>> Start

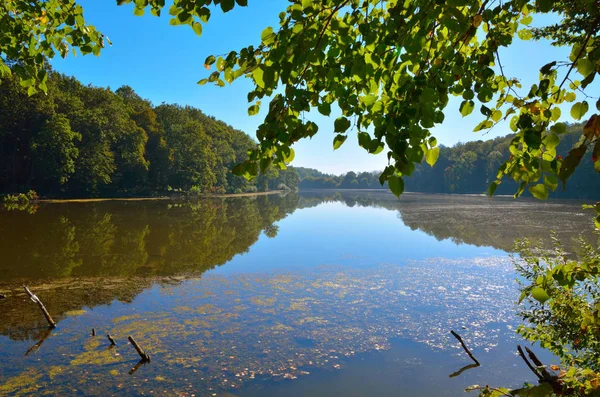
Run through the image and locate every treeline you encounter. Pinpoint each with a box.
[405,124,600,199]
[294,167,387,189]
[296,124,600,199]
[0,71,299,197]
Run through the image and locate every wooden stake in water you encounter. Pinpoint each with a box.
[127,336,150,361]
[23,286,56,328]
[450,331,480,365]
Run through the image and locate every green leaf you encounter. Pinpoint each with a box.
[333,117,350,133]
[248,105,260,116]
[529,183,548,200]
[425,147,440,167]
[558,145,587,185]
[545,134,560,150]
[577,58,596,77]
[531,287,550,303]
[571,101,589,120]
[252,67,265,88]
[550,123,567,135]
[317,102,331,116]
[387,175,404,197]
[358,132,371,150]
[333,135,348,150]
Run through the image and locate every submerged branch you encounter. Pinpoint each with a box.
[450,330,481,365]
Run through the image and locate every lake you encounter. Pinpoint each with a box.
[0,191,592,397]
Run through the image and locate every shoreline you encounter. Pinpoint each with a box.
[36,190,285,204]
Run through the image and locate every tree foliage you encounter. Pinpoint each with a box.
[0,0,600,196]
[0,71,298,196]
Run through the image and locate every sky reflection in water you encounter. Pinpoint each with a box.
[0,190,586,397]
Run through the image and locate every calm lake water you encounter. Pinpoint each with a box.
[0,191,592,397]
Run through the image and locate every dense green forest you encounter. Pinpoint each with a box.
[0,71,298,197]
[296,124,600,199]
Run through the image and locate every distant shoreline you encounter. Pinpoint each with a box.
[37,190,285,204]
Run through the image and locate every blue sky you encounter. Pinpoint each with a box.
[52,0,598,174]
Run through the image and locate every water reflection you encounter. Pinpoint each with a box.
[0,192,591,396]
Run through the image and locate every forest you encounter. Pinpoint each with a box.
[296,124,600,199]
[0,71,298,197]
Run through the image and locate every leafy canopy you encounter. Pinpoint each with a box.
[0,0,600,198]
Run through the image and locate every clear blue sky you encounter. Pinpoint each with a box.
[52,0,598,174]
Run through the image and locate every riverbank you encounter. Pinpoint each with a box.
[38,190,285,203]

>> End
>> Start

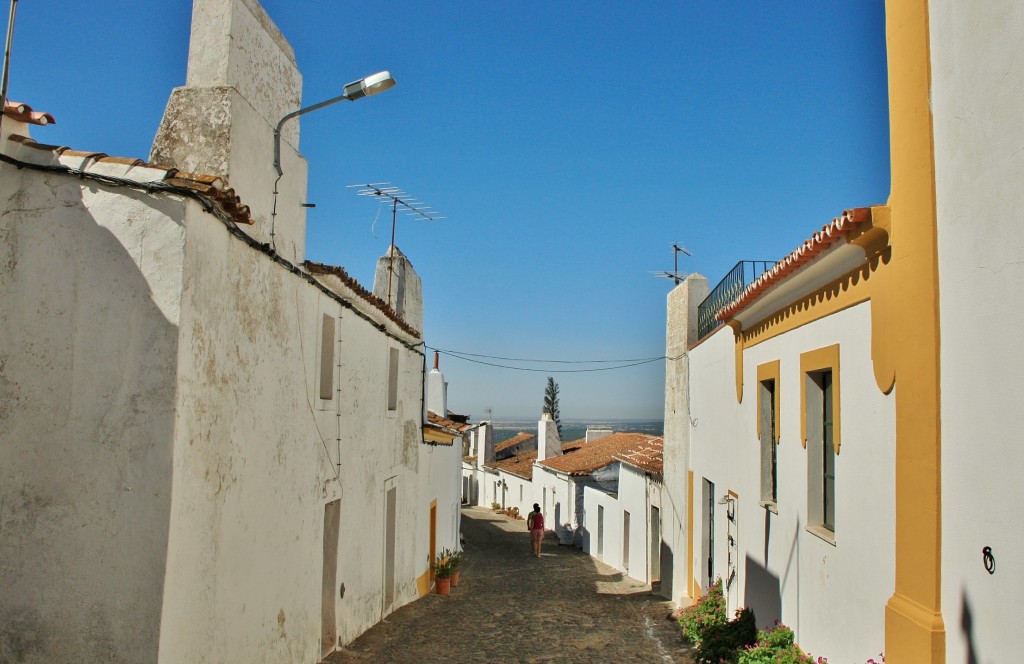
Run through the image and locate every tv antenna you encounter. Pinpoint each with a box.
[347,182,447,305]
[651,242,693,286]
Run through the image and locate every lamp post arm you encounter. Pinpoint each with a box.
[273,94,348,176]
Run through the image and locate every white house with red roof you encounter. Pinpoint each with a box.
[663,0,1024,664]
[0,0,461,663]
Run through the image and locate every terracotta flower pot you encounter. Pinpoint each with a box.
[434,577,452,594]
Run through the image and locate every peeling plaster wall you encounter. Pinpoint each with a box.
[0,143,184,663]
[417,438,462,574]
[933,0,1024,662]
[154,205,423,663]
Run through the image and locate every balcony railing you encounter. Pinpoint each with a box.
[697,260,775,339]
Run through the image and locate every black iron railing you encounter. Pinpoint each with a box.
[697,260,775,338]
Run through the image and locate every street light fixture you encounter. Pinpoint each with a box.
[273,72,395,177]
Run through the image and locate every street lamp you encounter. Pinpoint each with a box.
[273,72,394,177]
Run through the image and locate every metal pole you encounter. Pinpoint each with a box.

>> End

● **WORK INSTRUCTIONS**: Which lines in the records contain the word "reflection"? Select each one and copy it in full. Case counts.

● **SOLUTION TO THIS EXERCISE**:
Run through the image and locate every sky reflection in water you encounter. Pinpoint each with a box.
Run through the image and locate every water reflection you encounter. Pinpoint each with a box.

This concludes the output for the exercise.